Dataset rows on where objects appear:
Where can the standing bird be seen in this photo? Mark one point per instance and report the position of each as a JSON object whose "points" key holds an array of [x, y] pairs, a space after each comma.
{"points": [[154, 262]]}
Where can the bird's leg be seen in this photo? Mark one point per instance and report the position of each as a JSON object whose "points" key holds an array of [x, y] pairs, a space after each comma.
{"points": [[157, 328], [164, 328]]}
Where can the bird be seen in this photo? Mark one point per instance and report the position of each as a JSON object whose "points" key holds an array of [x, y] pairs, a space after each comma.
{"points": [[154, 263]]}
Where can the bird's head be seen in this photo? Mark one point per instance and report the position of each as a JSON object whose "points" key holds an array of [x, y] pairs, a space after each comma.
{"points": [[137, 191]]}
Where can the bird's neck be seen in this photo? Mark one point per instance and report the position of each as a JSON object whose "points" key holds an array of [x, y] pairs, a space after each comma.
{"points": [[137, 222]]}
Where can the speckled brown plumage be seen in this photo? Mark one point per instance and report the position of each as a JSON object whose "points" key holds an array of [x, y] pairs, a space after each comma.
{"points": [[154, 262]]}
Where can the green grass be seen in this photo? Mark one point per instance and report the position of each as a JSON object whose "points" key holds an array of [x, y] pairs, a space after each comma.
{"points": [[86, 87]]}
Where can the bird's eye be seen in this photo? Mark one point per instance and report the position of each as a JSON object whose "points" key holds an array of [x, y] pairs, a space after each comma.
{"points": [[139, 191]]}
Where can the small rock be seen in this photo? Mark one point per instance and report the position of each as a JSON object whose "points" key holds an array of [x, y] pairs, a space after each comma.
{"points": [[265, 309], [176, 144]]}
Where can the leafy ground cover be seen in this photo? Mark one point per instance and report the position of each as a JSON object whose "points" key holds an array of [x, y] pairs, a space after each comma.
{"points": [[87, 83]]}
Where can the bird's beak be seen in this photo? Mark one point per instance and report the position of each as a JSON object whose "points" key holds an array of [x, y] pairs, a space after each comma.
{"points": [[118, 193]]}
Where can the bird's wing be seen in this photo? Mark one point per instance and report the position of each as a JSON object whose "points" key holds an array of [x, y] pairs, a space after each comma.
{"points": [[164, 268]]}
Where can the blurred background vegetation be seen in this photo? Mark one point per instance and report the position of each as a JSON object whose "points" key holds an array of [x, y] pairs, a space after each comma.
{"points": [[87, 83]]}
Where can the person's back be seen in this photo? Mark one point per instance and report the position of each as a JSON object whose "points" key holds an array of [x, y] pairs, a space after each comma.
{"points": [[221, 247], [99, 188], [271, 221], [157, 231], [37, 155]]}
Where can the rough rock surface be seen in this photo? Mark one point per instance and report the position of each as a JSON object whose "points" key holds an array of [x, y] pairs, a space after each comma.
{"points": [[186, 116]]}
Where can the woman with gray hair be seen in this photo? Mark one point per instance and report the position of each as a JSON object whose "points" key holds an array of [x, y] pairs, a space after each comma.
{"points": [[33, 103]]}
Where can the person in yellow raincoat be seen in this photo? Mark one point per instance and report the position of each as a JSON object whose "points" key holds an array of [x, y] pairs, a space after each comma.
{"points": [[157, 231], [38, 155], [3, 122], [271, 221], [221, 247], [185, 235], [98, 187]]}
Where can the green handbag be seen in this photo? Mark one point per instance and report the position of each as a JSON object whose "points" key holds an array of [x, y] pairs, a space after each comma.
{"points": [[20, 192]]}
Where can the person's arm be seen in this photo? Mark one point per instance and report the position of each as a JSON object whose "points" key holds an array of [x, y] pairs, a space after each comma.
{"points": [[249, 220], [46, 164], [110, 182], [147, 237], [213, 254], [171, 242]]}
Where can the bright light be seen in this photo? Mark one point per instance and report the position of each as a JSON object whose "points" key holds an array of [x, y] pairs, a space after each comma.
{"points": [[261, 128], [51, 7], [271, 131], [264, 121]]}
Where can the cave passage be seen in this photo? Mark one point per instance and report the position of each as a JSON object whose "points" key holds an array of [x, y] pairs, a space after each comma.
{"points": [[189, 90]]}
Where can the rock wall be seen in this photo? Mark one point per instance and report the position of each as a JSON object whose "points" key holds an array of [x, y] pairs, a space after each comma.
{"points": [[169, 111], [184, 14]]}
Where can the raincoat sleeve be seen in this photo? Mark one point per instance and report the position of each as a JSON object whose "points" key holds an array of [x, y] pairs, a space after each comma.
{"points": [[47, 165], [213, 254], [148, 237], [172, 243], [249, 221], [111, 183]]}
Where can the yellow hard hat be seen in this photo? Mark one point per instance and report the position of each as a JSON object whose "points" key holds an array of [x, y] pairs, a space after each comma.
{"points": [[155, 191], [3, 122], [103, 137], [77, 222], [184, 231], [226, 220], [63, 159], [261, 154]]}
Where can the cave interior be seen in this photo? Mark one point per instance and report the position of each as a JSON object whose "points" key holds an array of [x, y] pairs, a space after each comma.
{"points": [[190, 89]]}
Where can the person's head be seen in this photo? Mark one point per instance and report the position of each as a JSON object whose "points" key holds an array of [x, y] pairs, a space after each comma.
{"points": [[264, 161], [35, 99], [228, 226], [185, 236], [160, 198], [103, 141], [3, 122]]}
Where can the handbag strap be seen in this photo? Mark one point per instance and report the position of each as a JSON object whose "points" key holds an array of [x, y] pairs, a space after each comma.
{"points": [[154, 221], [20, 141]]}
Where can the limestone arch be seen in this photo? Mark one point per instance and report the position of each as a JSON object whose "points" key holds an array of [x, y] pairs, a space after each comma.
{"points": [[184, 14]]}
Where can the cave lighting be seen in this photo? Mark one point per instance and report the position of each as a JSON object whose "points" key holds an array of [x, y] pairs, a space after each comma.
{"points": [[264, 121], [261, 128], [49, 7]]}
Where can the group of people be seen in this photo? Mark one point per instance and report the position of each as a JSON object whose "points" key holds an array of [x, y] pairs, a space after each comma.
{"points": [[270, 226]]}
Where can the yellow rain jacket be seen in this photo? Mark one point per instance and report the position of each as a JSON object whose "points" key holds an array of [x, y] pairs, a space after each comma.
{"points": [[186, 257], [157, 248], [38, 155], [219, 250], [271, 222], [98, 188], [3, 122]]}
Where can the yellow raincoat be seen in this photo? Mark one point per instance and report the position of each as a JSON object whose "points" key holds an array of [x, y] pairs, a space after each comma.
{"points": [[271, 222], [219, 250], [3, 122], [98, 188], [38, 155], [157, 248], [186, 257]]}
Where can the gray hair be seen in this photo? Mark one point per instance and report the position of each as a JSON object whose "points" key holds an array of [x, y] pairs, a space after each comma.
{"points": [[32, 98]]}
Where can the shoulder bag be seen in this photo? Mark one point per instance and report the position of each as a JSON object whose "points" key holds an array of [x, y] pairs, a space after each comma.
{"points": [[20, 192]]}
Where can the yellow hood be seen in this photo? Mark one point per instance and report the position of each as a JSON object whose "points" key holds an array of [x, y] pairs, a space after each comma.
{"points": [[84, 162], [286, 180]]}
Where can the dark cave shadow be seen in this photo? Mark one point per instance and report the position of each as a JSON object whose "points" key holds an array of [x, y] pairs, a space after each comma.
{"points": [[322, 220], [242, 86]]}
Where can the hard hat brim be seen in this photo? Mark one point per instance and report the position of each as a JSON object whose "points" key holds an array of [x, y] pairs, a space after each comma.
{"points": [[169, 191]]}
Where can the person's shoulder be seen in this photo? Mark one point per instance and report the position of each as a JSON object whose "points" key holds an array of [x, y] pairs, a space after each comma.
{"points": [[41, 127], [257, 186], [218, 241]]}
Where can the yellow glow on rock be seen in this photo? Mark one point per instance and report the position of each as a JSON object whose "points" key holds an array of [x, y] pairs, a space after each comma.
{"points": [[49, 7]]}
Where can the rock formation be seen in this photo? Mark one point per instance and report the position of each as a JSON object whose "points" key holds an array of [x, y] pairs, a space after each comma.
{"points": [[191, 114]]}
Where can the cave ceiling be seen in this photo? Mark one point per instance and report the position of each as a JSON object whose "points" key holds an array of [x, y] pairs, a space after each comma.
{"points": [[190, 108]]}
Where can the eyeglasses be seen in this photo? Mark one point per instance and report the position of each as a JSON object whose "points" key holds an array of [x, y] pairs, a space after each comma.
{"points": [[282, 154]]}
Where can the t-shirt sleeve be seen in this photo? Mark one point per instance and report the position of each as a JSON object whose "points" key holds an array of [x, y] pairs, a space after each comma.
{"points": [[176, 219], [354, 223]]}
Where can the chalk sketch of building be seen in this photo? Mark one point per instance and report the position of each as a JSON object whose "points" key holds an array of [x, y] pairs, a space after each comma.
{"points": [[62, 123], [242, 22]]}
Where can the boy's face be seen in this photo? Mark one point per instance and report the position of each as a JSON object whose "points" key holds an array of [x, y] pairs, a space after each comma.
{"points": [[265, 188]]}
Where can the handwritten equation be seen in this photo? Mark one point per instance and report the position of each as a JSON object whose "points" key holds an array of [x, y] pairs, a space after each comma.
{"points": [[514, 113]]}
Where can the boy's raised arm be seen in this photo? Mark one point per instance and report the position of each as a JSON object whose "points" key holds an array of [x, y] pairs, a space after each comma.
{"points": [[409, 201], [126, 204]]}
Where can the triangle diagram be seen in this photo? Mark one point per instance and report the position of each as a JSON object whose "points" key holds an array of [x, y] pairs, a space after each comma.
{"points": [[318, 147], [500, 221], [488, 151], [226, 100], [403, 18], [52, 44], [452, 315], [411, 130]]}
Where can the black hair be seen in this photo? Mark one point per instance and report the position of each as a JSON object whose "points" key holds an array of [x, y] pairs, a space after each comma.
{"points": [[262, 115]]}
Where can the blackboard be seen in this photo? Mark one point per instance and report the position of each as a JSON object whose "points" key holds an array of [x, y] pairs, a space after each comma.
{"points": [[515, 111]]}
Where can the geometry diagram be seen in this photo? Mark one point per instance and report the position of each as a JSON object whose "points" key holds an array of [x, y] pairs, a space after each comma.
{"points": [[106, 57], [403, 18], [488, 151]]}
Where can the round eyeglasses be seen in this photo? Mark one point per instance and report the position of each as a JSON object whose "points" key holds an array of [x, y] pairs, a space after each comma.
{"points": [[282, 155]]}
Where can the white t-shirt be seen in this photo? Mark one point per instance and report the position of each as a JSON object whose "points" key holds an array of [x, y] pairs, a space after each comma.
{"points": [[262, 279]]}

- **Task goal**
Copy exactly, word for word, the line with "Where can the round" through the final line of the listing.

- **Response for this exercise**
Where can the round eyeglasses be seen in this photo? Mark one point per instance and report the position of each as a JSON object whose "points" key holds an array of [x, y] pairs, a space after each comma.
{"points": [[282, 155]]}
Where can the white t-shirt be seen in this photo? Mark one point per instance and report the position of each as a JSON object whose "points" key holds an array of [x, y] pairs, a space after each comma.
{"points": [[262, 279]]}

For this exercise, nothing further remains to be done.